■ **Record set**
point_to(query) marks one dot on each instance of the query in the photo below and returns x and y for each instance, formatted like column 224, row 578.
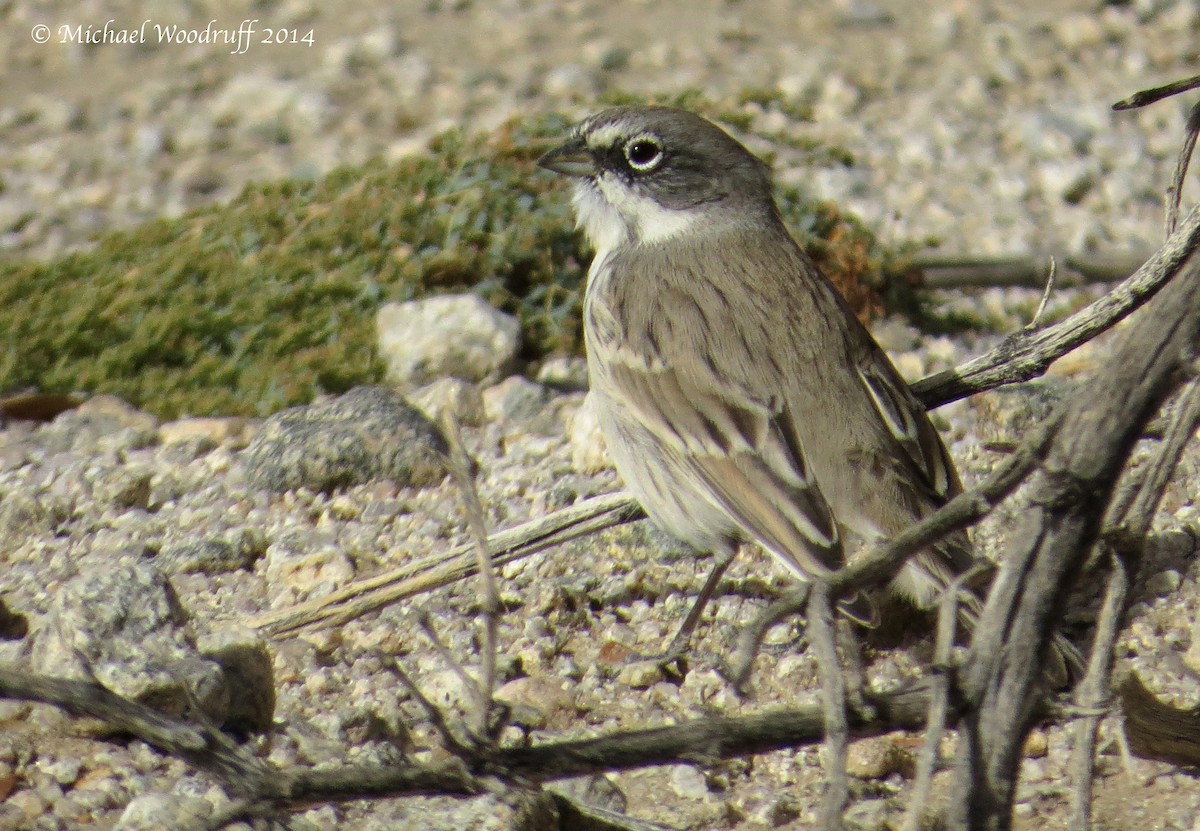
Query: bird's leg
column 723, row 557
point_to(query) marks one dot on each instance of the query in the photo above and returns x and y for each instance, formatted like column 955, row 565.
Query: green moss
column 263, row 303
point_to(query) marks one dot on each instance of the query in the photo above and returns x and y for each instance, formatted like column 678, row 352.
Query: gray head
column 645, row 174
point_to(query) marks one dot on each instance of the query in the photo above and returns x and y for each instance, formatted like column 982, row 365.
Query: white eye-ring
column 643, row 153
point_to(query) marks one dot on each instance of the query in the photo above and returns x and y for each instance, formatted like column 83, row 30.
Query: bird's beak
column 570, row 159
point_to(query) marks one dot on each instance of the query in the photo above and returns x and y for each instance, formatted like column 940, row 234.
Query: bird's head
column 647, row 174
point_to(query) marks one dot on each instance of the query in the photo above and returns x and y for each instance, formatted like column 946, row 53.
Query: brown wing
column 747, row 453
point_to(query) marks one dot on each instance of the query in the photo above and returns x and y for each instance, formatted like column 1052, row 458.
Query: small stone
column 689, row 782
column 124, row 626
column 538, row 701
column 877, row 758
column 154, row 812
column 215, row 431
column 102, row 423
column 1164, row 583
column 306, row 568
column 1036, row 745
column 225, row 554
column 640, row 674
column 249, row 670
column 569, row 82
column 868, row 815
column 589, row 453
column 457, row 335
column 567, row 375
column 459, row 396
column 515, row 399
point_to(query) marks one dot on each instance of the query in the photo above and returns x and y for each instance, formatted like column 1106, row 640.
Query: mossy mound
column 267, row 302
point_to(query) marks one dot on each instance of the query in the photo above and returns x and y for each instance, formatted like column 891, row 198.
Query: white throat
column 612, row 215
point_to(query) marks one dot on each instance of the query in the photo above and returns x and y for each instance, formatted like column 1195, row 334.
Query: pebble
column 457, row 335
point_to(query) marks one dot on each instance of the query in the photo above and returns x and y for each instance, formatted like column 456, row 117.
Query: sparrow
column 739, row 396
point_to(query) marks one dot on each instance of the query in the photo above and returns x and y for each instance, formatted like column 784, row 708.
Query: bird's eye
column 643, row 154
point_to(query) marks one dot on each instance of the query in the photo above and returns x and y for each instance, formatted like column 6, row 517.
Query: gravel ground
column 983, row 126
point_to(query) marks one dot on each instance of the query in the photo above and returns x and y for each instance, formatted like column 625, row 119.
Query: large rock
column 367, row 434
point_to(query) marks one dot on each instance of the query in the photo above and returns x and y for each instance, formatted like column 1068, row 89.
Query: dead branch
column 444, row 568
column 1026, row 354
column 1069, row 495
column 833, row 694
column 1149, row 96
column 490, row 596
column 1093, row 692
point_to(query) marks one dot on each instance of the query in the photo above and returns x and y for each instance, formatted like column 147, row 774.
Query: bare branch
column 1093, row 692
column 939, row 700
column 490, row 596
column 1026, row 354
column 1175, row 191
column 1024, row 270
column 1068, row 497
column 1036, row 322
column 1149, row 96
column 444, row 568
column 833, row 693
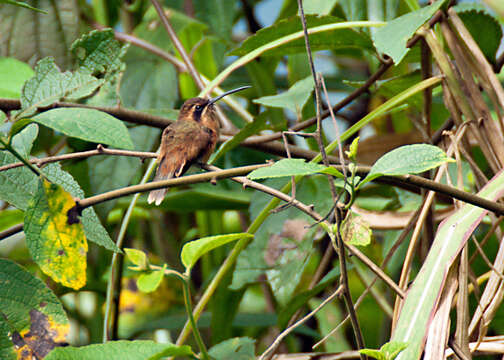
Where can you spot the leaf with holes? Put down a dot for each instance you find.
(293, 99)
(87, 124)
(408, 159)
(50, 85)
(59, 248)
(193, 250)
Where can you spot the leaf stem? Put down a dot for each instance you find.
(13, 151)
(194, 326)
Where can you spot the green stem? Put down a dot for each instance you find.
(243, 243)
(119, 242)
(188, 305)
(13, 151)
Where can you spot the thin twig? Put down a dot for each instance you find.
(304, 124)
(287, 331)
(178, 45)
(100, 150)
(132, 116)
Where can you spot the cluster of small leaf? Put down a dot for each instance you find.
(283, 249)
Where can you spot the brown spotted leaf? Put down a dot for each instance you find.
(32, 320)
(58, 247)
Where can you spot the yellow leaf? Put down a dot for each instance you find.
(58, 247)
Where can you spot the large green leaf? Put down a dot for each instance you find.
(57, 246)
(149, 83)
(16, 185)
(123, 349)
(293, 99)
(423, 295)
(32, 318)
(327, 32)
(13, 73)
(290, 167)
(259, 256)
(87, 124)
(193, 250)
(318, 7)
(22, 4)
(234, 349)
(113, 172)
(392, 38)
(98, 52)
(252, 128)
(408, 159)
(49, 85)
(218, 14)
(483, 26)
(30, 36)
(23, 141)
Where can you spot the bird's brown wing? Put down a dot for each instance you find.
(182, 144)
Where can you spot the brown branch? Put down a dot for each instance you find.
(181, 67)
(178, 45)
(100, 150)
(304, 124)
(132, 116)
(184, 180)
(11, 231)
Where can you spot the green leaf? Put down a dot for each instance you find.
(13, 73)
(30, 314)
(29, 36)
(484, 28)
(17, 185)
(49, 85)
(423, 294)
(388, 351)
(293, 99)
(193, 250)
(266, 253)
(355, 230)
(264, 84)
(218, 14)
(98, 52)
(386, 108)
(287, 255)
(149, 282)
(123, 349)
(23, 141)
(408, 159)
(87, 124)
(138, 258)
(252, 128)
(234, 349)
(57, 246)
(149, 83)
(288, 167)
(318, 7)
(327, 32)
(206, 197)
(114, 172)
(301, 298)
(10, 218)
(22, 4)
(392, 38)
(93, 228)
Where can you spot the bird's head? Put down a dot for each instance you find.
(203, 110)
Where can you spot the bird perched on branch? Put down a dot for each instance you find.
(189, 140)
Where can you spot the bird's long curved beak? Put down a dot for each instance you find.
(217, 98)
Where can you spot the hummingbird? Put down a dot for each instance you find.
(189, 140)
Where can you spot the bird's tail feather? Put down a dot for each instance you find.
(158, 195)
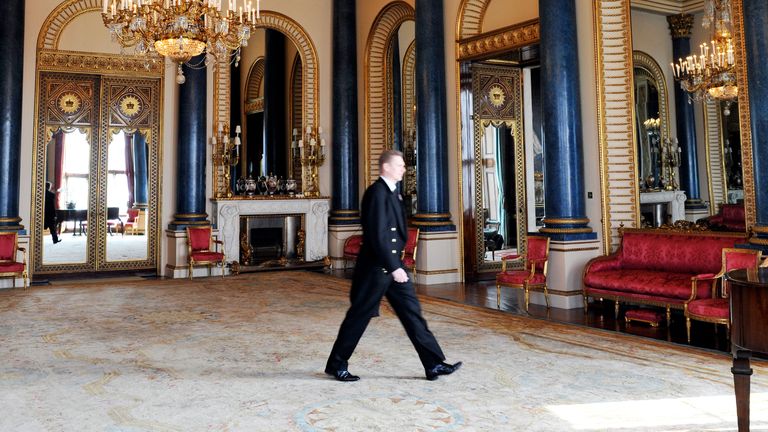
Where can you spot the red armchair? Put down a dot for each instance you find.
(409, 251)
(533, 276)
(9, 265)
(730, 218)
(200, 249)
(716, 309)
(352, 247)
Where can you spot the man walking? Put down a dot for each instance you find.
(380, 272)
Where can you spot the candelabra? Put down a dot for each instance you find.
(670, 160)
(226, 154)
(310, 149)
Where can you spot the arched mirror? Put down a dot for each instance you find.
(651, 121)
(271, 94)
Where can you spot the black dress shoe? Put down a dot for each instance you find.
(342, 375)
(442, 369)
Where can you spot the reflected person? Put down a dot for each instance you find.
(379, 272)
(49, 218)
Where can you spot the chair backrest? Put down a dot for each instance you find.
(199, 238)
(352, 245)
(113, 213)
(8, 245)
(409, 250)
(132, 214)
(735, 259)
(538, 252)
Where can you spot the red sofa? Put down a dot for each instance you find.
(658, 267)
(730, 218)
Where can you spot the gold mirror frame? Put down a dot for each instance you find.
(310, 82)
(51, 59)
(613, 47)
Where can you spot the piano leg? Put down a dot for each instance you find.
(741, 373)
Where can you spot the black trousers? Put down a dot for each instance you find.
(367, 292)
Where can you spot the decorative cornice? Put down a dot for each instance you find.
(107, 64)
(680, 25)
(504, 39)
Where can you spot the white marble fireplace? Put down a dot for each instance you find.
(227, 212)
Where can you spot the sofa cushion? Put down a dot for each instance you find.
(681, 253)
(652, 283)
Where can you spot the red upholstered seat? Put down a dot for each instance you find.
(715, 309)
(9, 264)
(533, 275)
(409, 250)
(200, 249)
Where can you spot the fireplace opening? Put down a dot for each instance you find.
(270, 239)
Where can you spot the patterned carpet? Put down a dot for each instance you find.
(246, 354)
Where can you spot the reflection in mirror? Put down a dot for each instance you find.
(126, 210)
(498, 188)
(272, 93)
(66, 201)
(732, 152)
(648, 127)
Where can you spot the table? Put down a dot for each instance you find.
(748, 293)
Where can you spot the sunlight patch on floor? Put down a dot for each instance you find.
(716, 413)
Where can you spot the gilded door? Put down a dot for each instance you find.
(97, 153)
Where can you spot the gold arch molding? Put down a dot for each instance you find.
(310, 80)
(377, 111)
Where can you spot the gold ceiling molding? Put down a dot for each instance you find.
(103, 64)
(384, 27)
(497, 41)
(469, 21)
(255, 77)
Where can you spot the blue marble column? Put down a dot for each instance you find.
(432, 209)
(140, 172)
(680, 27)
(756, 44)
(565, 207)
(11, 77)
(191, 152)
(345, 209)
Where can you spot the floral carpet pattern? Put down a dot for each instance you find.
(246, 353)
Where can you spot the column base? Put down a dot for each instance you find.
(565, 272)
(337, 234)
(437, 258)
(177, 265)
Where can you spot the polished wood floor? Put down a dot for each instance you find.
(600, 315)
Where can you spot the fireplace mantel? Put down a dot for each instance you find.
(227, 212)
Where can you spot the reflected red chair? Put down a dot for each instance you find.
(200, 249)
(9, 264)
(352, 247)
(409, 250)
(716, 309)
(533, 275)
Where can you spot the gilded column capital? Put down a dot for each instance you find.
(680, 25)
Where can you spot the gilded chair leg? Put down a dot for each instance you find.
(526, 298)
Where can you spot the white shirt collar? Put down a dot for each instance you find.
(392, 185)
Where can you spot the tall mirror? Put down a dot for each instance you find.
(271, 94)
(503, 154)
(716, 127)
(67, 197)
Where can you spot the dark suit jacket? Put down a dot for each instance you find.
(49, 218)
(384, 229)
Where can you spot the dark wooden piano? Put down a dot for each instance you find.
(748, 291)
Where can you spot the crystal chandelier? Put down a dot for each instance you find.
(181, 29)
(711, 74)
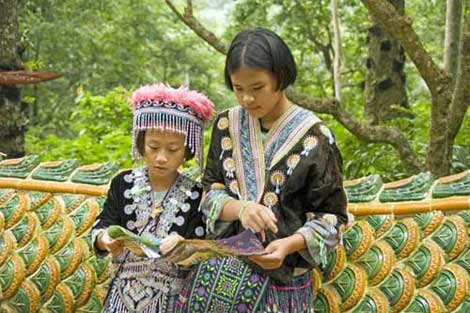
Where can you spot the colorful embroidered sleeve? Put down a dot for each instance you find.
(326, 200)
(212, 206)
(321, 235)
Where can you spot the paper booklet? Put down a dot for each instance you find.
(189, 251)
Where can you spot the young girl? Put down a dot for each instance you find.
(270, 165)
(157, 199)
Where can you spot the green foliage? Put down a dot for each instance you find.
(461, 159)
(103, 128)
(99, 45)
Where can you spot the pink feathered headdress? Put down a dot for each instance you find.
(180, 110)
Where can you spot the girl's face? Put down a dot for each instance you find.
(255, 90)
(164, 152)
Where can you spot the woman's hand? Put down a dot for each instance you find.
(276, 253)
(169, 242)
(104, 242)
(257, 217)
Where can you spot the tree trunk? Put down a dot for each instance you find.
(338, 59)
(461, 96)
(13, 117)
(452, 37)
(385, 81)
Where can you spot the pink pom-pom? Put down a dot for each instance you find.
(198, 102)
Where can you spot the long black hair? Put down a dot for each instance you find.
(261, 48)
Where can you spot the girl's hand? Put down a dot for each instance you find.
(257, 217)
(276, 253)
(169, 242)
(106, 243)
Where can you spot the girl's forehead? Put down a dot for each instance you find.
(164, 135)
(248, 75)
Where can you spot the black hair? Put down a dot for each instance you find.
(140, 143)
(261, 49)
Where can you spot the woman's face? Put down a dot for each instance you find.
(164, 152)
(256, 92)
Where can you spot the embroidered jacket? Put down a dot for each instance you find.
(295, 170)
(145, 284)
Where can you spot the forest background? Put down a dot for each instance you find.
(389, 77)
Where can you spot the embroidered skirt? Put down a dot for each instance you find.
(141, 287)
(229, 285)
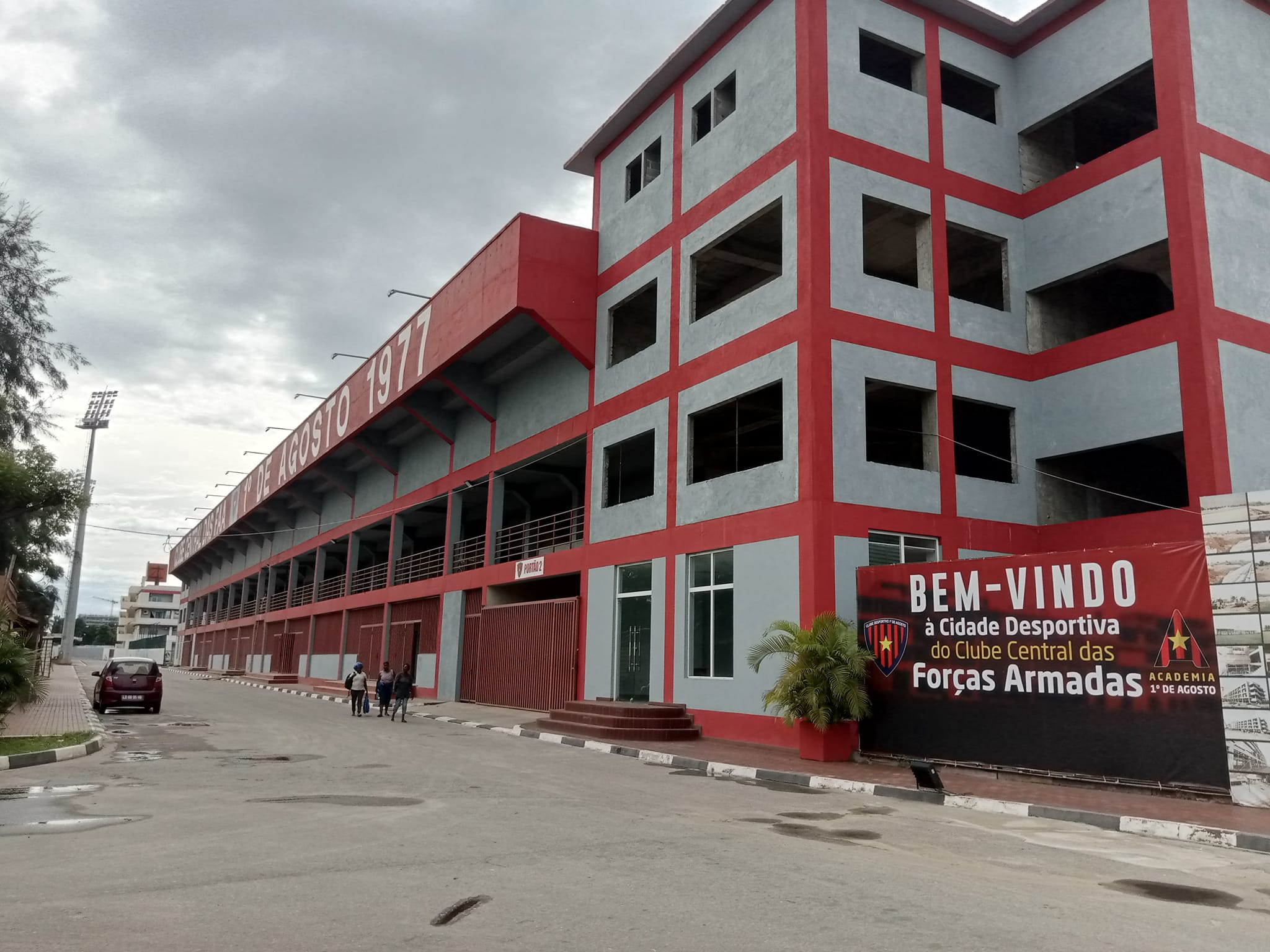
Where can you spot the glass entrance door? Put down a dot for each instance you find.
(634, 662)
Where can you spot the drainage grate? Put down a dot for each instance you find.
(458, 910)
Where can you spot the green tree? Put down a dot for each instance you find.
(31, 363)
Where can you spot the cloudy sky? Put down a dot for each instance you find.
(233, 188)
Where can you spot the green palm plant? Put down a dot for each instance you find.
(19, 676)
(825, 674)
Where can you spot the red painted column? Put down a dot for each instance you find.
(1208, 465)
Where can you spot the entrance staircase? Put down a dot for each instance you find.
(272, 678)
(621, 720)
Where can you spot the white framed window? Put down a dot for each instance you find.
(710, 615)
(900, 549)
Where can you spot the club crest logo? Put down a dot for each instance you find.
(1179, 646)
(887, 639)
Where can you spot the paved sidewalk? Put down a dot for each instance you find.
(60, 712)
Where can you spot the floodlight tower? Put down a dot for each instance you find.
(95, 418)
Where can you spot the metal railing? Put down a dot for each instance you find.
(469, 553)
(374, 576)
(539, 536)
(331, 588)
(422, 565)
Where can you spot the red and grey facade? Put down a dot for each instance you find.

■ **Short problem**
Reproduce the items above verbatim, from the first line through the line containing "column 645, row 174", with both of those lines included. Omit the pictures from your answer.

■ **Solution**
point_to(query) marks one dot on each instance of the query in the photo below and returns x and y for each instance, formatted like column 224, row 578.
Query: bird's leg
column 723, row 557
point_to(query) marks one dot on each instance of the query in the photo above and returns x and y for each instance, formatted like column 955, row 565.
Query: green moss
column 263, row 303
point_to(query) marks one dot on each instance of the query in the photo above and returns x and y for each instance, formatted like column 678, row 352.
Query: gray head
column 645, row 174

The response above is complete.